QUOTED PASSAGE:
-=-=-=-=-
He called for sustainability of current interventions as key to protecting Nigeria’s gains in maternal and child and child health.

An environmental health expert, Mr Kunle Adebusuyi, said the rapid uptake of information technology around the world had created an unending thirst for new innovations.

This, he said, had made previously-owned electrical and electronic equipment to become obsolete following introduction of new designs and technologies.

According to him, informal processing of electronic waste in developing countries may cause serious health and pollution problems, especially with uncontrolled access to toxic substances like lead, mercury, barium, arsenic etc.

“E-wastes are not degradable by soil bacteria. They cannot be destroyed by burning. If these enter sources of drinking water like rivers or wells, they can cause serious health problems,’’ he said.

In response, the Federal Ministry of Health and its Environment counterpart have strengthened partnership with stakeholders to form the technical working group for reducing the impact of electronic waste exposure and promoting public health safety.

The group has commenced nationwide advocacy and sensitatisation to reduce the impact of electronic waste exposure in the country.

Dr Shuaibu Bonji, Director, Climate Change and Environmental Health, Federal Ministry of Health, said discarded and obsolete electronic equipment was becoming a worldwide problem.

“The dangers posed by improper disposal of e-waste on the environment ultimately have impacts on human beings, the health effects of these toxins on human includes; birth defects which are irreversible.

“The brain, heart, kidney and other sensory organs can also be damaged. There is an urgent need for all stakeholders to take prompt actions,’’ he said.

He also said that the ministry was optimistic that recommendations from the meeting would serve as a veritable tool for advocacy towards changing the narrative of poor e-waste management.

According to Dr Livinus Nwankwo, a director in the Ministry of Environment, electrical and electronic waste was massive in the country and the federal government is taking measures to address it.

“The Federal Executive Council has approved restricted importation of e-waste, such as age limits, into the country.
-=-=-=-=-
WORK TO COMPLETE:
a) Set down the e-waste report word for word from "An environmental health" to "for new innovations.".
b) Carry the e-waste report forward, picking up after its final sentence.
These rows come from a separate source.

Rows excerpted from a collection:
-=-=-=-=-
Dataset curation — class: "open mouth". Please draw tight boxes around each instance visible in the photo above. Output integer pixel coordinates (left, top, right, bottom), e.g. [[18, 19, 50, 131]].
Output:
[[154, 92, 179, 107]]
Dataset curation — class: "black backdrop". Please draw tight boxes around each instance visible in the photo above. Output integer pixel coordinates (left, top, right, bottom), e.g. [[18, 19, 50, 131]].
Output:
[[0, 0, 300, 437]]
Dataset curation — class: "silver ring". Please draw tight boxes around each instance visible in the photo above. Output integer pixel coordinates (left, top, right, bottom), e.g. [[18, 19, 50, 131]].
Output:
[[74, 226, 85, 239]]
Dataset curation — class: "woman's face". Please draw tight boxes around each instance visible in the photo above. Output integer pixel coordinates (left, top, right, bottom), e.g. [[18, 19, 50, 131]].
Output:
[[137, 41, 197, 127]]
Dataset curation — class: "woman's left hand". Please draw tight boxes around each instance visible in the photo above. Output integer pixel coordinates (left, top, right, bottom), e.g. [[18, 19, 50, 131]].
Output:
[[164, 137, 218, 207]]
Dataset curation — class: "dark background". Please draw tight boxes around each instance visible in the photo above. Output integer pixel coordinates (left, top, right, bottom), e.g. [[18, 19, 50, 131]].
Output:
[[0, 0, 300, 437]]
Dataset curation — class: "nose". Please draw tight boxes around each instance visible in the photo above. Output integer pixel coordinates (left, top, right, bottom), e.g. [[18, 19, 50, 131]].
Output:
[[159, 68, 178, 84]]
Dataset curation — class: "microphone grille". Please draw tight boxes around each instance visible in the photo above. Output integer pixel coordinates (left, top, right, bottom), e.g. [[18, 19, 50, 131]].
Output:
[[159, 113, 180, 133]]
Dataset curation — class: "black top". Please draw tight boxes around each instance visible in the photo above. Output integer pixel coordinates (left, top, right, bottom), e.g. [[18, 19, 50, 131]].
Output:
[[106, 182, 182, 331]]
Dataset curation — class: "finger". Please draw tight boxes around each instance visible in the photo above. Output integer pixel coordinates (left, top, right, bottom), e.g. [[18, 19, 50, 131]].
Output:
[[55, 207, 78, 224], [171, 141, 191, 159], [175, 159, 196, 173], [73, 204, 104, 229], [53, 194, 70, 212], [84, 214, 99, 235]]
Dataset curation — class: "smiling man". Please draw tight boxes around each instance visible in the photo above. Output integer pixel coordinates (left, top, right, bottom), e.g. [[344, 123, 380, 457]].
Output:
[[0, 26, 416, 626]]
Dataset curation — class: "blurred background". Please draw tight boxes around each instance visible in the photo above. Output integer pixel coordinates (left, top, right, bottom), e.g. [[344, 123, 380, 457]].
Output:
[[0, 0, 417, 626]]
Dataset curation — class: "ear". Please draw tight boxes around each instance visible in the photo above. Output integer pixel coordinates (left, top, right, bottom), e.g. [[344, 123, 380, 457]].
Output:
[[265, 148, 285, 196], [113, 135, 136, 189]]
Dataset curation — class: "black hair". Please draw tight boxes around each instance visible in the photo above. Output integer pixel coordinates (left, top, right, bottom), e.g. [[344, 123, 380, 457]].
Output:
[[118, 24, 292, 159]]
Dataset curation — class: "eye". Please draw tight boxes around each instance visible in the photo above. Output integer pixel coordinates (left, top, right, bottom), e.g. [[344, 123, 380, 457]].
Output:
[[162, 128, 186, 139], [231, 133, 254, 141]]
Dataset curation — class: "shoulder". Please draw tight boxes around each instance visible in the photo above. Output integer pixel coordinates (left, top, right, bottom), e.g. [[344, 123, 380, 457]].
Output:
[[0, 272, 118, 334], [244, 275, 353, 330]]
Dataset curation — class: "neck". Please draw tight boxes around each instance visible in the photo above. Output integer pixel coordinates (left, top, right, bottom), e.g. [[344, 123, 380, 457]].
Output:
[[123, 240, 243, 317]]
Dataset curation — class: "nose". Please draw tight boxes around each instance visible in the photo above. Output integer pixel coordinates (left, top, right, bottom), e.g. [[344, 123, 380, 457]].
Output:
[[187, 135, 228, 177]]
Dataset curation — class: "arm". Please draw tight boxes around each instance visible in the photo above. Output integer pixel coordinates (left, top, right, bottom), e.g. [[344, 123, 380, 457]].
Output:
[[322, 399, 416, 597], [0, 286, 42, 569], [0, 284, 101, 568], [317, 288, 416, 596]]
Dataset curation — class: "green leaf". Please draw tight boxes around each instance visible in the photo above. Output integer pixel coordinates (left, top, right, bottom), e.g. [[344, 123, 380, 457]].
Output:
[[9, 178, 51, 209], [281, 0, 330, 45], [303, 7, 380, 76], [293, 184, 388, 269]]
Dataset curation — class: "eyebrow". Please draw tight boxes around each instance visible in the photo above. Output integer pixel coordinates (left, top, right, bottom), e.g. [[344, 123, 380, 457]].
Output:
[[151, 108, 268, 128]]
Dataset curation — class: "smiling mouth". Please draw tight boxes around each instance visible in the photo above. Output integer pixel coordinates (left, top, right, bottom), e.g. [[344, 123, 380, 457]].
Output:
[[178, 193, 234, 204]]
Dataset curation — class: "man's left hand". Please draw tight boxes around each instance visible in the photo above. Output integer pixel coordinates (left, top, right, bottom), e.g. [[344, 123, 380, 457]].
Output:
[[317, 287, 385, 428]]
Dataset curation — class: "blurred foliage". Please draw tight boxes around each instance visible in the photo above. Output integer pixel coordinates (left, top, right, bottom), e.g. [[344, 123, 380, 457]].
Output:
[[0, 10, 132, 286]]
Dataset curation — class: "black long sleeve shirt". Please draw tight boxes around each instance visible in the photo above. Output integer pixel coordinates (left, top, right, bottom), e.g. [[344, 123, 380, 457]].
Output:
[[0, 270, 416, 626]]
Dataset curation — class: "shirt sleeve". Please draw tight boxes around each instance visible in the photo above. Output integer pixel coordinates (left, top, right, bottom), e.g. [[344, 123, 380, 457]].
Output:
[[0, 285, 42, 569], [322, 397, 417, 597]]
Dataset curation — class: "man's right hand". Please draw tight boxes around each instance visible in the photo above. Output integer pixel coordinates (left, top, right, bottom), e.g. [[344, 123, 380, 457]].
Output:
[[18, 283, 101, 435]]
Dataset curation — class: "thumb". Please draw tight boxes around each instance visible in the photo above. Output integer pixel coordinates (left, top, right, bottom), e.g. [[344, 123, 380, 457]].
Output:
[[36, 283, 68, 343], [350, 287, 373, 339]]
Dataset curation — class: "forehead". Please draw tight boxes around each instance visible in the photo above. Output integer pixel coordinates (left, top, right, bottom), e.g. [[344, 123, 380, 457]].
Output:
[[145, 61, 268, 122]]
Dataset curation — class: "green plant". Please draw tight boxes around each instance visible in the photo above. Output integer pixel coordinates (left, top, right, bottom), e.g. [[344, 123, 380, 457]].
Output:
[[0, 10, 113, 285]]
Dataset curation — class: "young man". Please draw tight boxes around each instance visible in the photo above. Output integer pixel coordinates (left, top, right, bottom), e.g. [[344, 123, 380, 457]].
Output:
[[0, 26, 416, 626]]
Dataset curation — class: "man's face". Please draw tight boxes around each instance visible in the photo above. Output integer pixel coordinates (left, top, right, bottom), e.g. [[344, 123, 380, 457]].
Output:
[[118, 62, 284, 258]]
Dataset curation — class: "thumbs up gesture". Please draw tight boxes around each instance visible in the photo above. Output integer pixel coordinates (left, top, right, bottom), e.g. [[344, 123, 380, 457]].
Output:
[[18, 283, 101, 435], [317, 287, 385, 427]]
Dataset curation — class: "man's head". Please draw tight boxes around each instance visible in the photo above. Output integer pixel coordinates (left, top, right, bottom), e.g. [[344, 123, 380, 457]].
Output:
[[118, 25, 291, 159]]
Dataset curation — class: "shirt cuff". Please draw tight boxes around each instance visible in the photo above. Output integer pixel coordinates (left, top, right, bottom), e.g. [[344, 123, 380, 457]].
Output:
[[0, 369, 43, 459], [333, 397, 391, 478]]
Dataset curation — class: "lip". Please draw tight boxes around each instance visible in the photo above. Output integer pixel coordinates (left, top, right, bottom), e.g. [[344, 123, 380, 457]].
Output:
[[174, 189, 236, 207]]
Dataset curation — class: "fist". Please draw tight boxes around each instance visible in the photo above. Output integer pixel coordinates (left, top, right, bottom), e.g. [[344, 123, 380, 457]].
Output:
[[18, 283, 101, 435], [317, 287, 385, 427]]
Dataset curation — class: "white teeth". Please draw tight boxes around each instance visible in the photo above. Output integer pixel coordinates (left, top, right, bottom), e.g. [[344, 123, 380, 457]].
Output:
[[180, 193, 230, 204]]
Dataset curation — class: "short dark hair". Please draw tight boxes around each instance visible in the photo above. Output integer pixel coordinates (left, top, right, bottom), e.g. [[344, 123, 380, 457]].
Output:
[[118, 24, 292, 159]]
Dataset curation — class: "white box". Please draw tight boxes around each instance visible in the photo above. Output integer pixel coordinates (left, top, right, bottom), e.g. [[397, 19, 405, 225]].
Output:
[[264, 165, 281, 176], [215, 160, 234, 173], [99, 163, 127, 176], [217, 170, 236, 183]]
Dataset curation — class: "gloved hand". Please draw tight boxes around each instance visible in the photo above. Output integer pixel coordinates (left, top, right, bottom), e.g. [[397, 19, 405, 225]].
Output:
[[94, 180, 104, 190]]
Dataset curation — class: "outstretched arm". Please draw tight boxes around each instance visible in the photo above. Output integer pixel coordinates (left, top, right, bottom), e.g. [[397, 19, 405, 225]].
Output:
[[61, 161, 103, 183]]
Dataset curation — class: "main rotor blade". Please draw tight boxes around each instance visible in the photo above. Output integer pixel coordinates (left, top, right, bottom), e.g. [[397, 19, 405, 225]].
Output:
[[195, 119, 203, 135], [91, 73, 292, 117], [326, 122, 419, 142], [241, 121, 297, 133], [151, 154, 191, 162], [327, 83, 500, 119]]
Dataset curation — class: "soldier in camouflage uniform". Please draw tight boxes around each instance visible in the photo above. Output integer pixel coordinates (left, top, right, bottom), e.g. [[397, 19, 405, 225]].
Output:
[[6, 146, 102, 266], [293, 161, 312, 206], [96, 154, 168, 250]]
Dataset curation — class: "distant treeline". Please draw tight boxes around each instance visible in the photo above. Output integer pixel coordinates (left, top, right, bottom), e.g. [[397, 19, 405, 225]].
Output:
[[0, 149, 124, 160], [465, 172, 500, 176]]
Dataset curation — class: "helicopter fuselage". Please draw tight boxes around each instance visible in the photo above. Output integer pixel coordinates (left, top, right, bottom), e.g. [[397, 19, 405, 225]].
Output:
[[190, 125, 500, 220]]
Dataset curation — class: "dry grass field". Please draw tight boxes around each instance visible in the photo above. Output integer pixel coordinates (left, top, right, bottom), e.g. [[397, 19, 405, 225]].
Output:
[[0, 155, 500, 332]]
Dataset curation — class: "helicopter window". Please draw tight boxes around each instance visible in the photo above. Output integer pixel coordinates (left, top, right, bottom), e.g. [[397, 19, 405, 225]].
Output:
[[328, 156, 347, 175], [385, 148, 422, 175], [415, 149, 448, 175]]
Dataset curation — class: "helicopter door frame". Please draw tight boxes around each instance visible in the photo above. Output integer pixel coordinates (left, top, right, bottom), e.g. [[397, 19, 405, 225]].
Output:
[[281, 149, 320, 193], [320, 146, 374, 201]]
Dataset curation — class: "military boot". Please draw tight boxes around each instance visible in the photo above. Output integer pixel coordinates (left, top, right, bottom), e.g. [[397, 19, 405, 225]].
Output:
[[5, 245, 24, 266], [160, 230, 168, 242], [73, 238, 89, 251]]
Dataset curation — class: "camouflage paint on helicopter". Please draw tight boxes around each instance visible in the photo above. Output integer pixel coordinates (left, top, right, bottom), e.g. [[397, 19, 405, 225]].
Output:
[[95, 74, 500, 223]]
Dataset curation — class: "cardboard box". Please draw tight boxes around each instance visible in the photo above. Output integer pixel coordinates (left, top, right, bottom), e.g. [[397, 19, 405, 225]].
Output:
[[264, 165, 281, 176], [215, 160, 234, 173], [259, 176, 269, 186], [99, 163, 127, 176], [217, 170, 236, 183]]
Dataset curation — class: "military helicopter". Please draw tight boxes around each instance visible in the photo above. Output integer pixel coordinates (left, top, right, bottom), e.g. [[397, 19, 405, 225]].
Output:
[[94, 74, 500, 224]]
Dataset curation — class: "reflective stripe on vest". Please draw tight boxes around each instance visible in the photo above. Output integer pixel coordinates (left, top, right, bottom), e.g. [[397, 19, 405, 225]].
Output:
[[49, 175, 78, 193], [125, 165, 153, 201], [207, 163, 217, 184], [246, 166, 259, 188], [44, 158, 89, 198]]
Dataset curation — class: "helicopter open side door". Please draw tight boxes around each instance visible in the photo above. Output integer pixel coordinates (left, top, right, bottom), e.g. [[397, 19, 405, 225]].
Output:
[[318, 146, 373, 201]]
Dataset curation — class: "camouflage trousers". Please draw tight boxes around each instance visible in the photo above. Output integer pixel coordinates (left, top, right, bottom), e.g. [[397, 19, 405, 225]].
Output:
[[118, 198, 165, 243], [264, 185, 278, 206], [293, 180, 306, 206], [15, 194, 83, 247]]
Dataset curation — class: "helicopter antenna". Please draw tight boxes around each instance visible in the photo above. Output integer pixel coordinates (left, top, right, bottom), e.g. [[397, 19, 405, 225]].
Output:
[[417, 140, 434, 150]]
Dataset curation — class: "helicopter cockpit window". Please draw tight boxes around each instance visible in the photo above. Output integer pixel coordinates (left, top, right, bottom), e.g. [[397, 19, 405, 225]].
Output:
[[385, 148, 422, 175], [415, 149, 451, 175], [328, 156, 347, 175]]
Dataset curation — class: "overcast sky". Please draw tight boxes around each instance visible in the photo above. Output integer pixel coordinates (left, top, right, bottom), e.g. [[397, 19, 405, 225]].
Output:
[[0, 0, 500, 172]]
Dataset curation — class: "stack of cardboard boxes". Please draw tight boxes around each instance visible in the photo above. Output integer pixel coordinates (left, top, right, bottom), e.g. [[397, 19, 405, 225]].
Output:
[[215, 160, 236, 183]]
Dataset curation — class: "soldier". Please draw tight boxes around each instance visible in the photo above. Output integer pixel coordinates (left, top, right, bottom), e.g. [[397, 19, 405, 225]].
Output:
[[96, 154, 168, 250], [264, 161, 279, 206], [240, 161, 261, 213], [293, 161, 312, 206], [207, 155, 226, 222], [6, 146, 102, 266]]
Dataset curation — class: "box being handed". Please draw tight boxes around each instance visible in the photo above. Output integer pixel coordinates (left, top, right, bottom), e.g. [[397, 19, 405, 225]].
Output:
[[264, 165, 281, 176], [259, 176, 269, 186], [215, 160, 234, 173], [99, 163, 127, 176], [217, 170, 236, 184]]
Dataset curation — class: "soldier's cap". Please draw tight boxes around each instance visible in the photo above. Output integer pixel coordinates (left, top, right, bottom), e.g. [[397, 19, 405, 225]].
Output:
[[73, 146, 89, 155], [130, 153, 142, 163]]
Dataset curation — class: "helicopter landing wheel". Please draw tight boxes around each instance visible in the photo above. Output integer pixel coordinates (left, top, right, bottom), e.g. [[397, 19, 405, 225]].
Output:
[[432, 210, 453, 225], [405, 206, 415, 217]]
-=-=-=-=-
ANSWERS IN ORDER:
a)
An environmental health expert, Mr Kunle Adebusuyi, said the rapid uptake of information technology around the world had created an unending thirst for new innovations.

b)
“When we do this, the age limit of these equipment will be placed so that those who do not make it are not imported into the country,’’ Nwankwo said.

Similarly, Dr Baba Mohammed, Registrar, Environmental Health Registration Council of Nigeria (EHORECON), expressed optimism that with commitment from all stakeholders, Nigeria would mitigate the impact of e-waste and climate change

He said the proposed Environmental Health Management Information System would also be a platform for effective collection and management of data to assess and proffer solutions to e-waste in Nigeria.

Meanwhile experts have continued to plead with government to provide regulation and monitor the menace of indiscriminate activities at e-waste sites.

Dr Kingsley Okpara, the Director, Research and Documentation, Nigeria Environmental Summit Group, said with no fewer than 18 million adolescents involved in informal e-waste collection sites the challenge ahead is enormous.

He said it was unfortunate that Nigeria had delayed enforcing e-waste management regulation, adding that there was need for training of stakeholders to manage e-waste in the country.

Experts say to mitigate the challenge, tiers of government must invest in home-grown research and stop relying on foreign evidences on impact of e-waste exposure to public health.

They say with increasing dependence on technology, Nigeria would continue to increase e-waste products, thereby making urgently proffering solutions to the problem inevitable.